• Instructions to follow
Retype each entry verbatim. Do not include the images.
Top of Data for this task
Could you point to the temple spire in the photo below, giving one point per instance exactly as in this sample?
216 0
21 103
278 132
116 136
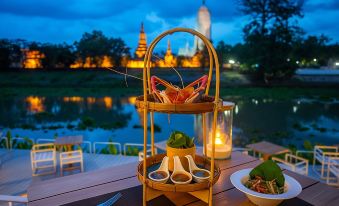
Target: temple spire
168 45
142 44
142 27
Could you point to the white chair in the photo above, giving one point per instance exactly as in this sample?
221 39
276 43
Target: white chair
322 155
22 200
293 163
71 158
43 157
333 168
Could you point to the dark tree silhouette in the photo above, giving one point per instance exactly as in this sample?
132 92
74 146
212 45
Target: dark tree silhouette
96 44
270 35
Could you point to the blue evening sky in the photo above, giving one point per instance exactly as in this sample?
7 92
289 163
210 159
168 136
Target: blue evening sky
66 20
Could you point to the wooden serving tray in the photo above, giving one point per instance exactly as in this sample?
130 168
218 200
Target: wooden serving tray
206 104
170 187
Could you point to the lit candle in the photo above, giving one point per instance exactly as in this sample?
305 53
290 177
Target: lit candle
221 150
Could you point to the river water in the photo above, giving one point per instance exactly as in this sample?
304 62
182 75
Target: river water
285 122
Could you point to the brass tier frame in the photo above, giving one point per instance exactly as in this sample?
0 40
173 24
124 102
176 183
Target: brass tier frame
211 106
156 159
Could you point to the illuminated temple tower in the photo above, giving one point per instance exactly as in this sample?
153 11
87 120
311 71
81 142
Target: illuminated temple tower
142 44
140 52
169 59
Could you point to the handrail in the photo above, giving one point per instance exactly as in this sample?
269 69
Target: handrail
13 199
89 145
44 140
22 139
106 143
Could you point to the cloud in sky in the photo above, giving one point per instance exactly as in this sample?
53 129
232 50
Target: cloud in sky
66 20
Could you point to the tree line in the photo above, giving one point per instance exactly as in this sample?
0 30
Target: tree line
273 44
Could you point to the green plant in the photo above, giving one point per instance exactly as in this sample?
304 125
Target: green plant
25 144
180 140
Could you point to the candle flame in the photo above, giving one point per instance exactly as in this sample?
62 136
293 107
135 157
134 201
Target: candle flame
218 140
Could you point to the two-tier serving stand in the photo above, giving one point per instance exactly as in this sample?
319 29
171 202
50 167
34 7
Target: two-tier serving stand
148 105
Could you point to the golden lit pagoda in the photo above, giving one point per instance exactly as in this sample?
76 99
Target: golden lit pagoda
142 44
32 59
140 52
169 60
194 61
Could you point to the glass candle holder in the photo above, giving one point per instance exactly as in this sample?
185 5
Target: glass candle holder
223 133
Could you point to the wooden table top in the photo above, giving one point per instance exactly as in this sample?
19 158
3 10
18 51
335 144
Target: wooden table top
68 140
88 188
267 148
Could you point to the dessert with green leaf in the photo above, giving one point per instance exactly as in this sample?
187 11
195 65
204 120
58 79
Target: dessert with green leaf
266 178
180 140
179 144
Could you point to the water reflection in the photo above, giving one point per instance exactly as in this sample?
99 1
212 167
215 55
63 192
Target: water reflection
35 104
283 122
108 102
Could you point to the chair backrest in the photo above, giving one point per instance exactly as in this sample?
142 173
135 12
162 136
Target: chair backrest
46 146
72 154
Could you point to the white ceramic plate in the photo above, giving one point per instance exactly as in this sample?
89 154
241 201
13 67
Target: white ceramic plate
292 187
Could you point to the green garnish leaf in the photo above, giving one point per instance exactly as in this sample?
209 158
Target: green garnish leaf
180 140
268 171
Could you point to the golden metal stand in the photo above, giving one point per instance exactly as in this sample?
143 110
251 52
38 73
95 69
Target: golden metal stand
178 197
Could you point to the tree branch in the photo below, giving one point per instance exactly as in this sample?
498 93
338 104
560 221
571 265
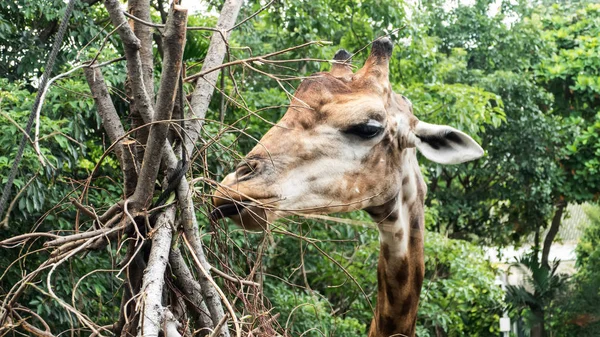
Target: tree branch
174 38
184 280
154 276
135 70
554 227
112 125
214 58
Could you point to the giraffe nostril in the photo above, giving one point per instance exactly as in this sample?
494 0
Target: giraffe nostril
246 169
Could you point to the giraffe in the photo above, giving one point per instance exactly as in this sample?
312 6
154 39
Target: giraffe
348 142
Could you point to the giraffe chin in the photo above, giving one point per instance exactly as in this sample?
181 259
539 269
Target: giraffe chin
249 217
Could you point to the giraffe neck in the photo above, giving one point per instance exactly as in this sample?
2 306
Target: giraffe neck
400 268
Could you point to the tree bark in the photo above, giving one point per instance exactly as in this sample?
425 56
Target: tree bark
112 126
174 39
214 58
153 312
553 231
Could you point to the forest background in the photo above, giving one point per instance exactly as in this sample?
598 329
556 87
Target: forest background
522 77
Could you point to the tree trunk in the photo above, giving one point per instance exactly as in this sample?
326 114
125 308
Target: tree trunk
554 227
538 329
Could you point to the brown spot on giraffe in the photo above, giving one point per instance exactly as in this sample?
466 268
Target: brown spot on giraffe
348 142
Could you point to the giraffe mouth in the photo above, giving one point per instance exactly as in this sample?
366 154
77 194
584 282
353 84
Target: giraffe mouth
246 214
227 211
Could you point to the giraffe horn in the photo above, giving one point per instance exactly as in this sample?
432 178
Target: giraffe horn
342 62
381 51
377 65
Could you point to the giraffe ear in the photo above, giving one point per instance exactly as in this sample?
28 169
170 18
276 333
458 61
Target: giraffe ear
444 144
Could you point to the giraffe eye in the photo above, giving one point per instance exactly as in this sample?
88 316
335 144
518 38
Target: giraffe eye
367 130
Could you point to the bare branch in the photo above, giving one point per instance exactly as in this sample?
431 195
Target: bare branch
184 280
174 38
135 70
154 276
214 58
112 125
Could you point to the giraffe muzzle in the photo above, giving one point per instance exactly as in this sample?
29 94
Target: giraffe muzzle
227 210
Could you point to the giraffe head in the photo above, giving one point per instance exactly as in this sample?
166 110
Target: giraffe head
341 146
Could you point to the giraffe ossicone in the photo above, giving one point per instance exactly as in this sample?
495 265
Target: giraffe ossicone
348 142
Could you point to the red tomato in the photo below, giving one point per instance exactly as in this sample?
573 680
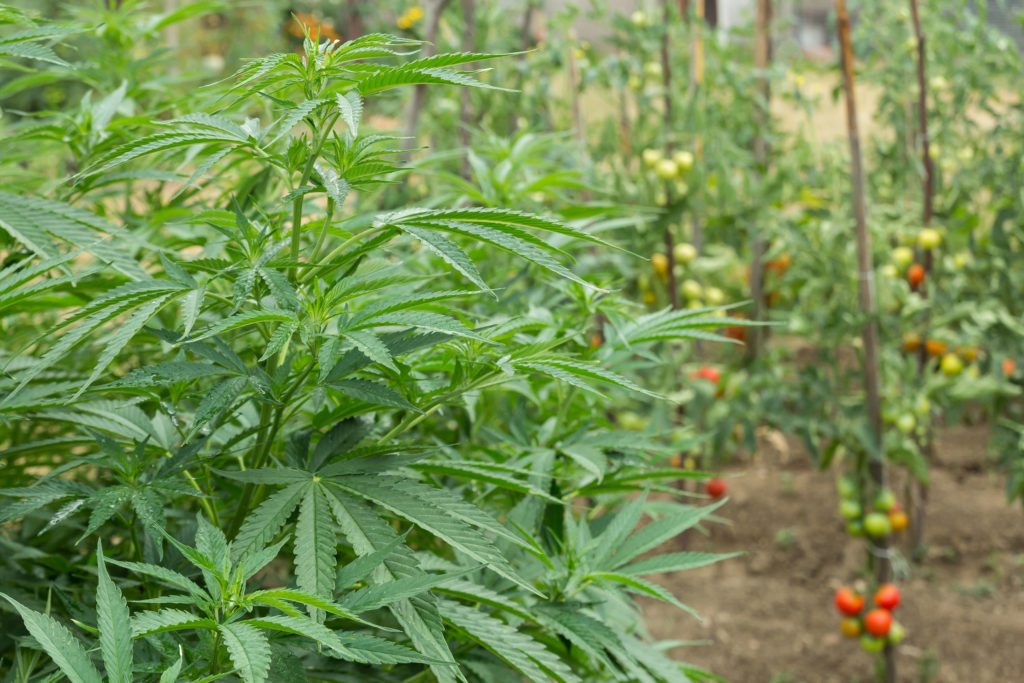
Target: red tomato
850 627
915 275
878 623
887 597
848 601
Bottom of Data for this task
• Solution to the exercise
Could you point to the temple spire in the photo below, giving one point per instance exactly as in this sample?
216 0
21 103
278 132
116 136
Target: temple spire
168 45
142 44
142 27
Could you point to the white chair in the photo above, giving one point per instance exactly as in this sample?
221 39
276 43
Target: white chair
322 155
22 200
293 163
71 158
43 157
333 168
Could you point to the dark tree silhouette in the photo above, giving one point per instance exactly as in this sample?
132 92
74 146
212 45
Target: dark tree silhouette
96 44
270 35
Could you point to the blue evening sky in the photo above, giving one point per instance exactly as in this sample?
7 92
289 163
210 159
168 136
Target: blue evening sky
66 20
Could you point to the wooden serving tray in the photo above, giving one point per instance exactly as in this sample?
130 168
218 200
Target: wooden serving tray
206 104
170 187
Could you point to the lit candle in the photo above, giving one point per instance exactly as in this sample?
305 53
290 177
Target: lit candle
221 150
Could you point to the river water in the photo above, giving one point per instance exactly as in this sample?
304 62
182 75
Target: river water
285 122
Could you point to the brass tier frame in the photo above, giving one point per instance exactly as in this sample?
0 40
173 24
124 102
176 183
Target: brass tier frame
211 106
156 159
Could you point to the illuminated temple tower in the photo above, giving one point per instance exactly as in this sample?
153 11
87 120
311 71
81 142
Target: illuminated temple tower
142 44
140 52
169 59
Could you point to the handrail in the photo above, giving one point per instance exactly as in this sample?
269 69
Target: handrail
13 199
89 145
44 140
22 139
106 143
Could you point to the cloud in sky in the photo above, giving one point per instance exactly as in this sample?
53 129
232 50
Target: cloud in sky
66 20
Could you point to the tree line in the photo above, giving one point per instance exactly as in this sample?
0 30
Target: tree line
273 44
Could you point to the green plant in the photo above, giving one point per instance exactly as in this sample?
304 125
Target: green plant
25 144
180 140
Could you point to the candle flame in the photo above, giving one point per instance exactly as in this sample?
62 136
293 107
135 157
134 201
Target: candle flame
218 140
Could you point to the two-tier serving stand in the photo above, giving one point per instance exactly as in this sample?
319 29
171 202
50 167
34 7
Target: two-tier serving stand
148 105
Could you point to the golden lit pagoda in the photo above, giving one point per instance exactly as in this sample?
76 99
Target: golden lit pagoda
142 44
32 59
140 52
169 60
194 61
Could you point to the glass candle holder in the photo above, giving one point per instance exactly as in this sample?
185 5
Target: glass candle holder
223 133
Could you point to the wooden table top in the photo above, giving one point per instance exactly as in this sample?
19 158
3 10
18 51
335 144
Target: wooden table top
68 140
88 188
267 148
Could you point to the dessert with green leaf in the photo above, giving one point per instance exactly as in this sample?
187 11
195 65
204 120
58 79
Target: dessert with green leaf
266 178
180 140
179 144
Could you point to the water reflection in the photo above, giving one point per instance exactly as in this sample?
99 1
212 167
215 55
63 192
Target: water reflection
35 104
283 122
108 102
Could you point to the chair backrest in the photo above, giving one point per instance exactly as in this sample?
142 173
135 12
162 136
Target: chair backrest
46 146
72 154
Could you point to the white ceramic plate in the photo above, giving one point per instance exactly as in this sample?
89 154
241 201
13 67
Target: white ceramic plate
292 187
Could you point to the green garnish leaf in the photo above, giving one point per instance exactly as in this sample?
209 158
Target: green garnish leaf
180 140
268 171
Could you point to the golden metal stand in the photo above, giving one point per instance exactly as in this sample?
143 110
251 52
38 73
95 69
Target: golden metal stand
178 197
Could you point to the tree branch in the photo below, giving one point per instance exactly as in this sample?
498 93
338 104
560 221
571 265
Target: tree branch
174 38
184 280
154 276
135 70
554 227
112 125
214 58
Could you point to the giraffe nostril in the photo above, giving one point per instance exactly as in this sample?
494 0
Target: giraffe nostril
246 169
Could you point to the giraffe in the photo above, giving one point per instance exactly as in this sample?
312 6
154 39
Target: giraffe
348 142
Could you point to the giraffe chin in the photo above, giving one point per instance exactly as in this sample?
181 259
539 269
Target: giraffe chin
249 217
Could you point to the giraffe neck in the photo above, giving one point per instance exactly as in this sample?
2 306
Target: giraffe neck
400 268
Could you point to the tree bark in the photo above, giving one point per instance exactly as in this sample?
425 56
Target: tree bark
112 126
174 39
214 58
153 312
553 231
Could you point to the forest background in the photo above, giving one point per instance exactly as in this sample?
598 329
556 87
Target: forest background
522 77
Could you point to the tree trunk in the photo above, giving one point per instance exactly as in this sample?
326 114
125 308
Target: tree trunk
554 227
538 329
Could you point to the brown spot on giraffe in the photo above, giving one point per instance exactly as in this sample?
466 268
Target: brown spot on giraffe
348 142
Could you point to the giraffe mouth in the photo above, giving one point per instance exactly as in this sample?
366 154
77 194
584 282
353 84
Target: giraffe mouth
246 214
227 211
Could you point to the giraffe horn in the photo above, giving one point per instance exactly as in this sample?
432 178
Target: giraffe horn
342 62
381 51
377 65
Could you point to the giraffe ear in the photo above, giving one point per instance exactly as in this sample?
28 169
170 18
276 333
458 61
Target: giraffe ear
444 144
Could you point to the giraffe eye in the photo above, giving one point per instance exactly as in this sample?
88 316
335 144
518 38
Target: giraffe eye
367 130
Could you point to the bare branch in the photo above, giving one point per instance exactly as in this sample?
431 195
Target: bare branch
184 280
174 38
135 70
154 276
214 58
112 125
Could you point to the giraffe muzzle in the photo above, giving one point per instance exactly as in this sample?
29 94
Target: giraffe muzzle
227 210
Could you point to the giraffe head in the photo above, giving one point per instance exactly as in this sample?
166 110
Target: giraffe head
341 146
Could you point to the giraffe ossicone in the photo above, giving one point per instance exactly as in this sample?
495 265
Target: giraffe ossicone
348 142
Could you point to the red tomato in the photo below, giving one point per instance exactly as in this sample?
573 680
Target: red tomato
850 627
915 275
878 623
887 597
848 601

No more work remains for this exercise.